What this task involves: Please update the dog forum thread from "Dang he looks" up to and including "could get together.", replacing "twins" with "siblings".

# My Boy is 1 yr old.



## Trucked (Apr 6, 2004)

Keeping his feet warm for the ice outside.


Click on the image to enlarge it.


----------



## STRONGPERSUADER (Nov 5, 2006)

Hah, cool pics trucked. Springer right? Gonna post some more pics of my britt when I get some pigeons, hopefully shes learning "whoa" . We'll see.


----------



## Bigun (Jun 20, 2006)

Dang he looks good steve. How does he like the boots? Ive never tried them on mom and dad, but I've thought about it. especially on mom she has very sensative feet.


----------



## buckeye_boy (Jun 25, 2005)

Great looking Springer. I have a female about 9 months they look like twins. I may be interested in breeding her, maybe we could get together.

​


----------



## Trucked (Apr 6, 2004)

He is my right hand. I can't make a move without him by my side. He is great outside. I take him to Alum Creek Dog Park and let him run with the other dogs there for some excersise but he doesn't run. He walks up to the other dogs and then comes back to me all the time. If I take him to the water side then I can't get him oout of the water. He loves it and will retrieve on command and loves to be rewarded.

A great dog for sure. One hellova guard dog too. My neighbor came over to say hi and Lily was outside with me and Cody and she went to rub Lily's head and Cody got in between Lily and her and grabbed her wrist and held her and growled at her until I told him to "drop". Then I praised him for doing that. Nobody can get near Lily that he questions at all. He will stand in between them and stand his ground until told to relax.

Thanks Bigun, BTW he like the boots and ran and played for a bit. They also helped his feet and protected the pads from the sharp ice that he stepped on.

Catch ya'all later. Sorry for the long time reply.


----------



## littleking (Jun 25, 2005)

looks like a britt... not a springer... good looking dog for sure!


----------



## Bigun (Jun 20, 2006)

Its a britt, out of my first litter.


----------



## Trucked (Apr 6, 2004)

littleking said:


> looks like a britt... not a springer... good looking dog for sure!


Littleking. He is out of Biguns 1st litter. Best dog I ever had. Just never ran him in the field because he might not come back and I don't hunt. I haven't hunted for about 30 yrs. I just cut and dress deer for all my friends that are lucky enough to get them. I was a meat cutter for about 8 yrs so I can get roasts, chops, tenderloin, steaks and (if you have a grinder) hamburger. Otherwise all you get from me is everything BUT hamburger. If you have a grinder then I will grind it for you too.

Anyway thanks for the kuddos. 

Steve


----------

Excerpted data:
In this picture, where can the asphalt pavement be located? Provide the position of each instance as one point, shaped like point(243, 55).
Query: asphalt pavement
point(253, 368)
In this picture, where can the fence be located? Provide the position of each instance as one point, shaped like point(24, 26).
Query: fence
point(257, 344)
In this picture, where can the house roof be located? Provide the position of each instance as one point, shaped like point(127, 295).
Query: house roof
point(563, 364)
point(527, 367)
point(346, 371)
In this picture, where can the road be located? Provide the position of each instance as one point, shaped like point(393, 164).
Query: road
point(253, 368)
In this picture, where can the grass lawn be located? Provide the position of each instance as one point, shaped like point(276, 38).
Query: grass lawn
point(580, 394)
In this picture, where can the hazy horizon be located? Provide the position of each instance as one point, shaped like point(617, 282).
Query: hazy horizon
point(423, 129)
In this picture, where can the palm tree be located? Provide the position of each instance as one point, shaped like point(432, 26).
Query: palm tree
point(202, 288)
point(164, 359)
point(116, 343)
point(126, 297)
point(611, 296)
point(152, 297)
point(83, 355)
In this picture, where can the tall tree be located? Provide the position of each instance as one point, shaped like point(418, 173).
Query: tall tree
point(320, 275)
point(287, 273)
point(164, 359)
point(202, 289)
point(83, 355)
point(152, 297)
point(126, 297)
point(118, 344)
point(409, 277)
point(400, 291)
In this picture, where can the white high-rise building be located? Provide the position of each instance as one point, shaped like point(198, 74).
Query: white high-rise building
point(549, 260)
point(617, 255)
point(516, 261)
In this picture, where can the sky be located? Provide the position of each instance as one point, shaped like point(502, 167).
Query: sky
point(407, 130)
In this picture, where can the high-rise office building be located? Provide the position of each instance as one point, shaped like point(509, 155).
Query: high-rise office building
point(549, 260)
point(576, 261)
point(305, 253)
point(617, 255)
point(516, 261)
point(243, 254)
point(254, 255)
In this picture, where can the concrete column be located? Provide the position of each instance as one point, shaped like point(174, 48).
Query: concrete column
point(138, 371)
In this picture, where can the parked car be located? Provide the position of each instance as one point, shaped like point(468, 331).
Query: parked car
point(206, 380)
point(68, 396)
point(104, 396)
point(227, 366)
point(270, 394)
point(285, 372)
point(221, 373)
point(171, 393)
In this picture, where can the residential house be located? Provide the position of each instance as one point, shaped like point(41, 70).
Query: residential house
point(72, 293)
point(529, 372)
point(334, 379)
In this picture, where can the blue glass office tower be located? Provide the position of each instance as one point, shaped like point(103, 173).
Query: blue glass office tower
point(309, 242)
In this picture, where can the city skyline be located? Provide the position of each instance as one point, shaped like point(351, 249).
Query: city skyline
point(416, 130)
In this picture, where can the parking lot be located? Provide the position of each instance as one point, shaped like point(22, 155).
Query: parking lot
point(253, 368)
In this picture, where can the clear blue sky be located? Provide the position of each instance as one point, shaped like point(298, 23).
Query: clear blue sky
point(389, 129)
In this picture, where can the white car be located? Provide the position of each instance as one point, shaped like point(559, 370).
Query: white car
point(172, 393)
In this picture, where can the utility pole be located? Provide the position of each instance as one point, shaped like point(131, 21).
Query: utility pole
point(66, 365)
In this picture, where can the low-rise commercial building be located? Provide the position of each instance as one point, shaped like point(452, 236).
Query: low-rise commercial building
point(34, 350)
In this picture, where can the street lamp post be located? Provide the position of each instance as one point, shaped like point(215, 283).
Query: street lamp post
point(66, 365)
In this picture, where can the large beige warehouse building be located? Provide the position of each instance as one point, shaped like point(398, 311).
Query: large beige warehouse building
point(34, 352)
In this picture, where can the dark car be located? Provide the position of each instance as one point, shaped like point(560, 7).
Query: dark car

Complete answer:
Dang he looks good steve. How does he like the boots? Ive never tried them on mom and dad, but I've thought about it. especially on mom she has very sensative feet.


----------



## buckeye_boy (Jun 25, 2005)

Great looking Springer. I have a female about 9 months they look like siblings. I may be interested in breeding her, maybe we could get together.